Task objective
Reproduce verbatim the lines starting at the one containing "batch is silvery-green" and ending at the one containing "[126,771,214,954]", including both of those lines.

Listed entries

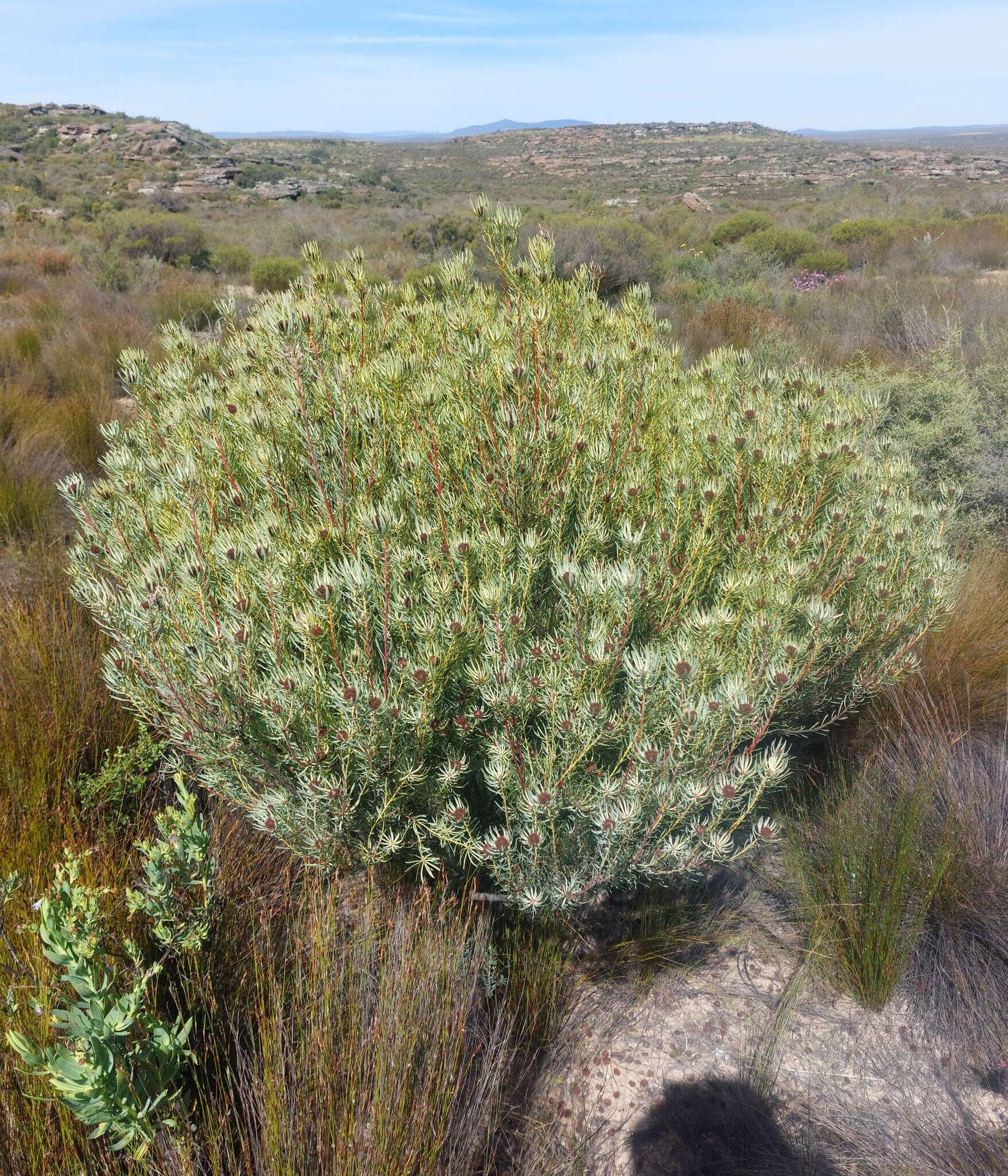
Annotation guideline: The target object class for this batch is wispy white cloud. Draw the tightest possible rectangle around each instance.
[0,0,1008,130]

...

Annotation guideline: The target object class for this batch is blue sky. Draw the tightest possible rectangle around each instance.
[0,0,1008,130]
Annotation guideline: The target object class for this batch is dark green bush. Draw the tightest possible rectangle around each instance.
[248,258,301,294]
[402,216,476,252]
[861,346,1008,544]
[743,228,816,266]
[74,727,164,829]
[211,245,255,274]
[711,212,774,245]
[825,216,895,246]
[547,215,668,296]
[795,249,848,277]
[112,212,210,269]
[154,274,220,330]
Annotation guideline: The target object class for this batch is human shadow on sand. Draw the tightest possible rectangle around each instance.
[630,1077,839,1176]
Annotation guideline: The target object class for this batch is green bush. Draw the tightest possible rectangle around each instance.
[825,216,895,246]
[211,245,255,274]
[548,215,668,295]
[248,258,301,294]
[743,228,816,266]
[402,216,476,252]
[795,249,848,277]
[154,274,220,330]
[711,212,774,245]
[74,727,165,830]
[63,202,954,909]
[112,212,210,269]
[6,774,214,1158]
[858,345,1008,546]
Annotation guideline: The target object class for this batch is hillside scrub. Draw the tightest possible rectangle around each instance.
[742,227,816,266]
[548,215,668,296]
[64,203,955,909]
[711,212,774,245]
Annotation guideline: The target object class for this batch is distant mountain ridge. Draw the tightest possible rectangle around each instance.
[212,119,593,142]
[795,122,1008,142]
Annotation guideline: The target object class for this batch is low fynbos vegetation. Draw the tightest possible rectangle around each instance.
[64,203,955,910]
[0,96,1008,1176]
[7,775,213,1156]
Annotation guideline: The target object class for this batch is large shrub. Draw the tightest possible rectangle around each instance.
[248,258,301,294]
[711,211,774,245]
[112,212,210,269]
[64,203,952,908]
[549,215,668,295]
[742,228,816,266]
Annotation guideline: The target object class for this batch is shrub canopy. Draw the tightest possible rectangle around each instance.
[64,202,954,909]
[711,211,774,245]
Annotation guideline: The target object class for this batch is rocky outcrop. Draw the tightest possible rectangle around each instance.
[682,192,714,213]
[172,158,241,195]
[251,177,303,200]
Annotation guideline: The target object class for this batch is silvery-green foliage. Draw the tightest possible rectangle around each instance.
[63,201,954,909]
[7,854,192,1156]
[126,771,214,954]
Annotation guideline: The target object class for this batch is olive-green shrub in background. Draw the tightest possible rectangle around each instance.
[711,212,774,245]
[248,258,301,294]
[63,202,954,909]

Exercise response
Annotation guideline: The target object class for this batch is silvery-green foliage. Draw the tightest possible rectangle around each instance.
[63,201,954,909]
[7,854,192,1156]
[126,771,214,954]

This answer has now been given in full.